→ **TEXTO SELECCIONADO**:
- - -
Tú vives siempre en tus actos.
Con la punta de tus dedos
pulsas el mundo, le arrancas
auroras, triunfos, colores,
alegrías: es tu música.
La vida es lo que tú tocas.
Los poemas del autor trascienden lo cotidiano, y se remontan a una dimensión divina, casi evanescente y se aferra a su imagen, luminosa y resplandeciente, para que no se la escamotee la rutina.
Nos muestra el camino de la ética y la estética en esa búsqueda esencial de una mujer que, de tanto adorarla, pierde sus atributos corpóreos y deviene en un ente de dudosa apariencia, casi espectral, pero nunca sombría.
Como si la Santa de Ávila le insuflara un último hálito, la mujer amada es genuina inspiración en unas líneas rítmicas de versos cortos y sueltos al modo gongorino: metáforas elaboradas y quiasmos intensos: cincel, escuadra y cartabón; la perfección técnica no se hace esperar y los movimientos vanguardistas foráneos lo acogen en su polifonía artística.
Porque has vuelto los misterios
del revés. Y tus enigmas,
lo que nunca entenderás,
son esas cosas tan claras:
la arena donde te tiendes,
la marcha de tu reloj
y el tierno cuerpo rosado
que te encuentras en tu espejo
cada día al despertar,
y es el tuyo. Los prodigios
que están descifrados ya.
- - -
→ **REGISTROS DE DATOS**:
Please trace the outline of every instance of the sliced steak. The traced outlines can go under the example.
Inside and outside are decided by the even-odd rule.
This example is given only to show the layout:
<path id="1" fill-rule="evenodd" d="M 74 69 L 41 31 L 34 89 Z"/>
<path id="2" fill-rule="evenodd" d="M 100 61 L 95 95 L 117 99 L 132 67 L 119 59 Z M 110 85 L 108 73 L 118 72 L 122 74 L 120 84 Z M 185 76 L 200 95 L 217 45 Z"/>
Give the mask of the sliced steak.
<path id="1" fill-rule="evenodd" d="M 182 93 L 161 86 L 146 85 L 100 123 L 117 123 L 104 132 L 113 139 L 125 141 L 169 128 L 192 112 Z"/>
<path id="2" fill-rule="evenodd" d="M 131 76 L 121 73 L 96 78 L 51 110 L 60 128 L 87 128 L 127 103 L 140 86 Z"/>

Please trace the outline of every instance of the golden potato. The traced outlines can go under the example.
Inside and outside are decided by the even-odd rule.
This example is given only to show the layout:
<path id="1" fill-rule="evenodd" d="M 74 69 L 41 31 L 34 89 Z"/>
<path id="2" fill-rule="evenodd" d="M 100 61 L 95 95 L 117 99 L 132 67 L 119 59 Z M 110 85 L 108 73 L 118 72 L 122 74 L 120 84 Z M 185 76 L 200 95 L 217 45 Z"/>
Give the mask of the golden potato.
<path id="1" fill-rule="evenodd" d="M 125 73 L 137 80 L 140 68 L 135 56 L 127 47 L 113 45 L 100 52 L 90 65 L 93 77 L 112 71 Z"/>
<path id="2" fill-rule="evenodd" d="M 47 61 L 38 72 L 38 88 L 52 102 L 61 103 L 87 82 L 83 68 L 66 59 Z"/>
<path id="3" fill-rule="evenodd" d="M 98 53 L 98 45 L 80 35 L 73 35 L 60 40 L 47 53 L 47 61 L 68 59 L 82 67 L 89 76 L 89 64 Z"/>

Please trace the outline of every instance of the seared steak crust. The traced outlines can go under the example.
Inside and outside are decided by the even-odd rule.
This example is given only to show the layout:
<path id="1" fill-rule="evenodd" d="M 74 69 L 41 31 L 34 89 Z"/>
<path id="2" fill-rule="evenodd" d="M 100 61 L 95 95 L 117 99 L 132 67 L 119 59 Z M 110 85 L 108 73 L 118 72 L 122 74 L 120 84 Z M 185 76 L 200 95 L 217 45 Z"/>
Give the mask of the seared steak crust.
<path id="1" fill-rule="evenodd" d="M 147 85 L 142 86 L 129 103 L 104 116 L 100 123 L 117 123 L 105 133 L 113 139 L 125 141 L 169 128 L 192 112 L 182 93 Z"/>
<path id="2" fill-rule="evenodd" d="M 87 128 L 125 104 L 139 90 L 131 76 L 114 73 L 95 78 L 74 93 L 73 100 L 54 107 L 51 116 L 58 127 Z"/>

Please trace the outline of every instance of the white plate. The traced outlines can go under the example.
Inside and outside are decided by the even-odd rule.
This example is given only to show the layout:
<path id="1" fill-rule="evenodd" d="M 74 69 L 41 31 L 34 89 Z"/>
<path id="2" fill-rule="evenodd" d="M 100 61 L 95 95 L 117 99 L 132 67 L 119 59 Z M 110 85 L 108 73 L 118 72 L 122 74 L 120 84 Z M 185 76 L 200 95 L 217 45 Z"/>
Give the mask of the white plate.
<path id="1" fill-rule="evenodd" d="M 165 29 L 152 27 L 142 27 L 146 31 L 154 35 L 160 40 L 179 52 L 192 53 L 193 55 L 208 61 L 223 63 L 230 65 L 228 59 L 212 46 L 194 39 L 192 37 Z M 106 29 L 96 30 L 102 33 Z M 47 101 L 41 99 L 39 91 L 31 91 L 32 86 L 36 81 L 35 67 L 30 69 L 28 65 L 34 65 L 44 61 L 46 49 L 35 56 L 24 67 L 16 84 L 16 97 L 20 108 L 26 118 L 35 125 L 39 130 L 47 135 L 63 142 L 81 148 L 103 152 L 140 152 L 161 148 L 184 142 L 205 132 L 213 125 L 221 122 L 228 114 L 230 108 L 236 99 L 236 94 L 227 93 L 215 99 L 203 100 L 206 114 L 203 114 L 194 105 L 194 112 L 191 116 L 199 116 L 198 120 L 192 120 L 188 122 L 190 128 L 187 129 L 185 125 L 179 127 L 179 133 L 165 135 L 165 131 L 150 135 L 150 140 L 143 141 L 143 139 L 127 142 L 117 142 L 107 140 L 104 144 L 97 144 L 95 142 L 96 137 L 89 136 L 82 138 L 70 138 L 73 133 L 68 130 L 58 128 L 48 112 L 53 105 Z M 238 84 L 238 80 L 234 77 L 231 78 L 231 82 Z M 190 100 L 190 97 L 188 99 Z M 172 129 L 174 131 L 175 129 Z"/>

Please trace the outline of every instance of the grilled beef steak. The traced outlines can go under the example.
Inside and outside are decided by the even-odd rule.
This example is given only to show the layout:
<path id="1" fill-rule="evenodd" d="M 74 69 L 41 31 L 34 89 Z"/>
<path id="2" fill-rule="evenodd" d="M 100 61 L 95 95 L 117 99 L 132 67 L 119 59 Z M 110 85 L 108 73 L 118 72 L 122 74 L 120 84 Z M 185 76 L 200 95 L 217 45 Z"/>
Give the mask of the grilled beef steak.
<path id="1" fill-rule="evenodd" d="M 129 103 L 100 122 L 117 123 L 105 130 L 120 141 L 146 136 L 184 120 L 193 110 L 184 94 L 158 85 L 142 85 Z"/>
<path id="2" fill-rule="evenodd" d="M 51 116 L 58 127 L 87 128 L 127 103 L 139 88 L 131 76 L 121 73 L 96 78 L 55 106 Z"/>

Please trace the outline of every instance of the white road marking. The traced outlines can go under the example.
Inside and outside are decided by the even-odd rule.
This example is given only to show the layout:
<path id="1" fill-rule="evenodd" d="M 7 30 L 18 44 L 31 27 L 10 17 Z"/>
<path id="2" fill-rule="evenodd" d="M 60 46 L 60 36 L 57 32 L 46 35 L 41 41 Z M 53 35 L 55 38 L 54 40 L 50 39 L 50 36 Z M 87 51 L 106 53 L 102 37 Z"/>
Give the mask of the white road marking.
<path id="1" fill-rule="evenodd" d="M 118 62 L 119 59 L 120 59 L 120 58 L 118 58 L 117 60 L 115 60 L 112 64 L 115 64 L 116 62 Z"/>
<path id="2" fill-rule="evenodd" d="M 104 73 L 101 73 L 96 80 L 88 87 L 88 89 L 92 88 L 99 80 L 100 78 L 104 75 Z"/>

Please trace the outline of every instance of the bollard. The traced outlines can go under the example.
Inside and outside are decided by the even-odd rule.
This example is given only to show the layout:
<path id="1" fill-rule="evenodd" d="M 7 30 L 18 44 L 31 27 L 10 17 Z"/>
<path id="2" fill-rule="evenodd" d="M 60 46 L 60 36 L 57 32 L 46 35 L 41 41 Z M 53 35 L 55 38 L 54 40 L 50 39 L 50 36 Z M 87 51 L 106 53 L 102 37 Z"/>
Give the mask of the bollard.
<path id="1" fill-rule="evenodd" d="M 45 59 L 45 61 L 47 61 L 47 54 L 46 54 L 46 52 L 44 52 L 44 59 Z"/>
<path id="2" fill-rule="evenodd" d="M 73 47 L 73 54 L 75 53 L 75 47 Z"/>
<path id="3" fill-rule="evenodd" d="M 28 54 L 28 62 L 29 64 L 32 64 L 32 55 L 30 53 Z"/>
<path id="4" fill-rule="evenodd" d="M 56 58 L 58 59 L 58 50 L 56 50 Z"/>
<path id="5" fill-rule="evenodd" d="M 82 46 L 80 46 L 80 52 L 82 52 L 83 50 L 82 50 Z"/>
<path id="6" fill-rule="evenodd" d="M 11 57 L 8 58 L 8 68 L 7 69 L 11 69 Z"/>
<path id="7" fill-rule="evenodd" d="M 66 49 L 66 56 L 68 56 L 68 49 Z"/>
- - -
→ **OBJETIVO 1**:
Contesta estas preguntas sobre el texto seleccionado:
(a) Según los primeros versos, ¿qué es la vida?
(b) ¿A qué modo se compara el uso de versos cortos y sueltos?
(c) ¿Qué te encuentras en tu espejo cada día al despertar?
→ **OBJETIVO 2**: Copia sin cambios el fragmento del texto seleccionado desde "Con la punta" hasta "su polifonía artística.".
El material es independiente del texto seleccionado.

→ **RESPUESTA CORRECTA 1**:
(a) Lo que tú tocas.
(b) Al modo gongorino.
(c) El tierno cuerpo rosado, que es el tuyo.

→ **RESPUESTA CORRECTA 2**:
Con la punta de tus dedos
pulsas el mundo, le arrancas
auroras, triunfos, colores,
alegrías: es tu música.
La vida es lo que tú tocas.
Los poemas del autor trascienden lo cotidiano, y se remontan a una dimensión divina, casi evanescente y se aferra a su imagen, luminosa y resplandeciente, para que no se la escamotee la rutina.
Nos muestra el camino de la ética y la estética en esa búsqueda esencial de una mujer que, de tanto adorarla, pierde sus atributos corpóreos y deviene en un ente de dudosa apariencia, casi espectral, pero nunca sombría.
Como si la Santa de Ávila le insuflara un último hálito, la mujer amada es genuina inspiración en unas líneas rítmicas de versos cortos y sueltos al modo gongorino: metáforas elaboradas y quiasmos intensos: cincel, escuadra y cartabón; la perfección técnica no se hace esperar y los movimientos vanguardistas foráneos lo acogen en su polifonía artística.